Critiques littéraires Récit

Nada Moghaizel : le parler mimosa

Nada Moghaizel : le parler mimosa

D.R.

Hors texte, dans la marge parfois délimitée en rouge sur le territoire quadrillé des pages, frontière interdite aux écoliers, Nada Moghaizel prend le lecteur par la main. « On chuchote, dans la marge, on ose des pas de côté, des liens improbables. » La marge est le lieu heureux où l’écrivaine engage des conversations silencieuses avec les livres, le monde et ceux qui veulent bien l’entendre. Petite revanche de l’adulte, devenue professeure et doyenne honoraire en sciences de l’éducation, offerte à l’enfant qu’elle fut, souvent « retenue » pour rectifier sa propension à étaler son écriture au-delà de la limite réservée au maître. Ceux qui lisent avec un crayon le savent, la marge est cet espace magique où l’on s’approprie le texte où l’on marque ce qui fait écho en soi, où l’on interroge sans attendre de réponse. Mais la marge est aussi la part d’ombre où l’on cultive sa différence et s’autorise, comme elle le dit joliment, à « penser contre ce qui semble indiscutable ». Loin des observations en rouge ou vert dont elles sont constellées dans les cahiers des apprenants, les marges de Nada Moghaizel aspirent au parler mimosa : « Le mimosa parle en jaune velouté, comme le soleil », écrit-elle. Cette langue feutrée, bienveillante, chante en vous tout au long de ce recueil de textes en apparence épars mais qui ressortent d’une même tribu : « Écrits dans la marge ».

Comme le veut la règle de ce jeu de hasard, des citations relevées dans d’autres marges viennent irriguer les contemplations des marges devenues textes bruts (plain text), ici livrées à notre lecture. Un vagabondage paisible trace son itinéraire d’une réflexion à l’autre. Et le lecteur se retrouve soi-même, crayon à la main, annotant les marges de ces marges où d’autres marges se mêlent. L’éducatrice en l’écrivaine montre des manières d’apprendre et de déchiffrer le monde. Les langues, par exemple, qui deviennent des points de vue, avec leurs manières particulières d’appréhender les genres et le temps. Des personnages apparaissent en ombres chinoises, déposent leurs sagesses et passent leur chemin : une marraine « qui inventait des réponses nouvelles avec des textes très anciens », un médecin de campagne qui guérissait les maux du corps avec des chefs-d’œuvre de la musique ou de la littérature. On s’arrêtera longtemps sur les « phrases lentes et souveraines » d’un texte sur la poésie où l’auteur donne à observer, in vivo et par l’exemple, le fonctionnement du cerveau quand il est augmenté par l’intelligence de l’autre et comment chaque notion qui s’y dépose s’accroche à une autre pour développer un savoir : « Nos intelligences se fécondent. » Où l’auteure s’incline devant la poésie, ce « silence qui parle », une phrase d’Eugène Guillevic. Encore le souverain « parler mimosa ».

++++

Veuillez relever toutes les couleurs nommées dans la critique consacrée à Nada Moghaizel, chacune une seule fois.

■ LES DONNÉES:

++++

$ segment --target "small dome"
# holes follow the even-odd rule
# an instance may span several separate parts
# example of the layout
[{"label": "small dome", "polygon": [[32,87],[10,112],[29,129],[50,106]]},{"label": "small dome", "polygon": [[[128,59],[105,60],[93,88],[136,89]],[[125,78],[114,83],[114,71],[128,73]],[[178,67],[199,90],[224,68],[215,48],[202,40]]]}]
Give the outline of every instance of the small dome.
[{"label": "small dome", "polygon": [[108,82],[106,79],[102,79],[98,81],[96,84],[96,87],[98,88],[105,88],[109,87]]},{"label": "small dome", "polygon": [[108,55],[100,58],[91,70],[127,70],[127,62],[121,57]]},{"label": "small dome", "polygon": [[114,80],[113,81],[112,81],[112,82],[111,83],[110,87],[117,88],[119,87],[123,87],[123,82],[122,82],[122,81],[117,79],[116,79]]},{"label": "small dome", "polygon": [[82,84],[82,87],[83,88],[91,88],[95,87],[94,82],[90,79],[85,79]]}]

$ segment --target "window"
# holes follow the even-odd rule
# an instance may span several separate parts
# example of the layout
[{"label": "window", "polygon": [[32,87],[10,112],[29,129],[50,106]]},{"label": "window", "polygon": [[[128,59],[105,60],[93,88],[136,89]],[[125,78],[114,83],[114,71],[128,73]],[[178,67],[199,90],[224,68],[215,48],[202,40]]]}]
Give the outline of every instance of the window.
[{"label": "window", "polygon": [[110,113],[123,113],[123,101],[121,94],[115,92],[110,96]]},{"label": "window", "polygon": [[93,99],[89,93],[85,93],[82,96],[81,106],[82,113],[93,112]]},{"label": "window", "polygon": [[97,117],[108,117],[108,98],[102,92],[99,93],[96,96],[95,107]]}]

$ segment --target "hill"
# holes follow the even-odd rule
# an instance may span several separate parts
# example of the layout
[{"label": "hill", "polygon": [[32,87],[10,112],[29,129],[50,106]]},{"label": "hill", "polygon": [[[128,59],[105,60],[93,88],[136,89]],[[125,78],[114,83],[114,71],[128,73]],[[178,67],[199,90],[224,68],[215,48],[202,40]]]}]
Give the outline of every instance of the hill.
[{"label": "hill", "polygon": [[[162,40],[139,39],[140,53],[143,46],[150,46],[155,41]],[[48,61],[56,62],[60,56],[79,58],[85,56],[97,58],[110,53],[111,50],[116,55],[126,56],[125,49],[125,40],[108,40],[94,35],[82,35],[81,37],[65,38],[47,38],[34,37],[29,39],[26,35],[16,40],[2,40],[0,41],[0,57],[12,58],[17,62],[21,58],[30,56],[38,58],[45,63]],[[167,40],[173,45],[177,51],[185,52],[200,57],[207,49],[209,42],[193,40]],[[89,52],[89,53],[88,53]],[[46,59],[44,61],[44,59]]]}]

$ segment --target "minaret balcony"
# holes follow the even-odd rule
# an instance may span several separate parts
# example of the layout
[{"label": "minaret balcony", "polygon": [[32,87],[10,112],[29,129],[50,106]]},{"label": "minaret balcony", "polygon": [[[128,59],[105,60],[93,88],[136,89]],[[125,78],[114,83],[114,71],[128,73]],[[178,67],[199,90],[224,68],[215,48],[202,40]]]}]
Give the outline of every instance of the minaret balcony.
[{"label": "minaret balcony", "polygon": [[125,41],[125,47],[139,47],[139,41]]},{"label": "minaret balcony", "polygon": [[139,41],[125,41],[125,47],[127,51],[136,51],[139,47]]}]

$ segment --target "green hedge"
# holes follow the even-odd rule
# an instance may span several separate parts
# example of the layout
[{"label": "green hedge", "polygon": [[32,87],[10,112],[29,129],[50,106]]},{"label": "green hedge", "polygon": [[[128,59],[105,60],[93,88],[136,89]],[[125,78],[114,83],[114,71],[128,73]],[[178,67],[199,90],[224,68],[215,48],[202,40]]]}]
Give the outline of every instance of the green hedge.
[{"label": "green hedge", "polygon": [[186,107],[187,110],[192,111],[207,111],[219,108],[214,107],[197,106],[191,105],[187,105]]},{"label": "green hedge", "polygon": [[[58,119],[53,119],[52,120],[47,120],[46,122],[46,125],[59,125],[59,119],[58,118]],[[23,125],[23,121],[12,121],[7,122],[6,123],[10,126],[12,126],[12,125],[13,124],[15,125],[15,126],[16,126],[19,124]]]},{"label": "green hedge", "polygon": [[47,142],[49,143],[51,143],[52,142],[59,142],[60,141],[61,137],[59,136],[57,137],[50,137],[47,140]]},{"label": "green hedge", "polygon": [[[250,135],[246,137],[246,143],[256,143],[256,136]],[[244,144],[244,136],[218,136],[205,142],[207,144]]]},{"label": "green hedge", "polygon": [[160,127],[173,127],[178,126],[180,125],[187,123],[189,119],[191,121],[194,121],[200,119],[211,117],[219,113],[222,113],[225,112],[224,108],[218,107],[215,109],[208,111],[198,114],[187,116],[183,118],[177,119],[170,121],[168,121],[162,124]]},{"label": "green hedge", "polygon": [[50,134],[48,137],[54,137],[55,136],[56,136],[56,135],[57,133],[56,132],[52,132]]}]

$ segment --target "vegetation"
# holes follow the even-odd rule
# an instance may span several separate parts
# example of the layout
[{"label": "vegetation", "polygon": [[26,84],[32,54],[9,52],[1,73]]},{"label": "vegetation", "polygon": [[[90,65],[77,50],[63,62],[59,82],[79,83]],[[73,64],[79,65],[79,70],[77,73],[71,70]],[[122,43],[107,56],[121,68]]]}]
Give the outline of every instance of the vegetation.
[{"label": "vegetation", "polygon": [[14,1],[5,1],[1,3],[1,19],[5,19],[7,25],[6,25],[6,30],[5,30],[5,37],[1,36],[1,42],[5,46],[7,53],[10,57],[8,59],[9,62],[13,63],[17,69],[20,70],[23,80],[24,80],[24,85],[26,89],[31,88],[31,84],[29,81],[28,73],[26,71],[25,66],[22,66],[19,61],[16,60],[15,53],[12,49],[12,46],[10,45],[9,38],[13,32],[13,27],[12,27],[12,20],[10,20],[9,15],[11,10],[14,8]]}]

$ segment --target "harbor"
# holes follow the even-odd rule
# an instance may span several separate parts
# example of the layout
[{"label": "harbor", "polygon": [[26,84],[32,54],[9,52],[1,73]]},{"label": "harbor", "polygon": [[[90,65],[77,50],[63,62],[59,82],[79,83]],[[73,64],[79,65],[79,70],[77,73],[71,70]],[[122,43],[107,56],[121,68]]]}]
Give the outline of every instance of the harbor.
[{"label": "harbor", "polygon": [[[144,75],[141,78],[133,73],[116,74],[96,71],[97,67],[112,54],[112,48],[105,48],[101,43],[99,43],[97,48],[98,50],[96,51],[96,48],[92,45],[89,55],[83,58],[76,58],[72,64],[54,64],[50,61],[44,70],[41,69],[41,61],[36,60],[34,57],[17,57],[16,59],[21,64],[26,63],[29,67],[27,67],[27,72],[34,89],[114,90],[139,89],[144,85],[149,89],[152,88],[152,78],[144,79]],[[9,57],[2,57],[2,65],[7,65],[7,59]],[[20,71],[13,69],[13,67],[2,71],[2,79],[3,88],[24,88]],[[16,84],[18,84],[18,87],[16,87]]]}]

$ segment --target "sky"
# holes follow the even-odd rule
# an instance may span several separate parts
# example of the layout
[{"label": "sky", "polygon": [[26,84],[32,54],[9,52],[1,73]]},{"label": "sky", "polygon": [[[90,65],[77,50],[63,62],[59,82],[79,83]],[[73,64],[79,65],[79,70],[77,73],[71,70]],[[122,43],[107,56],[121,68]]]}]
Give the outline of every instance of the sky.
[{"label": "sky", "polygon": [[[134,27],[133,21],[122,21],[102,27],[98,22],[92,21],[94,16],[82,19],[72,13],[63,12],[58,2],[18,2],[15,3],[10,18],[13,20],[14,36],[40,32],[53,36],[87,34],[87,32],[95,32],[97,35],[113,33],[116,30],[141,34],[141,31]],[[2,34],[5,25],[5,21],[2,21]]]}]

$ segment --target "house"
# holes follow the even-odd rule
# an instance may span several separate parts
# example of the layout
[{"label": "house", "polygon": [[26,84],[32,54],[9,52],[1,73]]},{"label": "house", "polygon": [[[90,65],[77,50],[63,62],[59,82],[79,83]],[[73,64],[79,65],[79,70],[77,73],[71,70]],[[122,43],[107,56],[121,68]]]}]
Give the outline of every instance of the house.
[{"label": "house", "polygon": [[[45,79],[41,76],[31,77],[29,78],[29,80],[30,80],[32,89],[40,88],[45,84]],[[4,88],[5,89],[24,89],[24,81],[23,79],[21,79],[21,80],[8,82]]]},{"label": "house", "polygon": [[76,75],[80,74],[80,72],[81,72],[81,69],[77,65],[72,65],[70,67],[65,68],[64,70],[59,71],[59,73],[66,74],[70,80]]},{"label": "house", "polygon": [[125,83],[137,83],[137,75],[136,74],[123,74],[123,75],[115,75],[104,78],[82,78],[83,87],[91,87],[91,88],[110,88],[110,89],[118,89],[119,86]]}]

++++

■ RÉPONSE ATTENDUE:
Rouge, vert, jaune.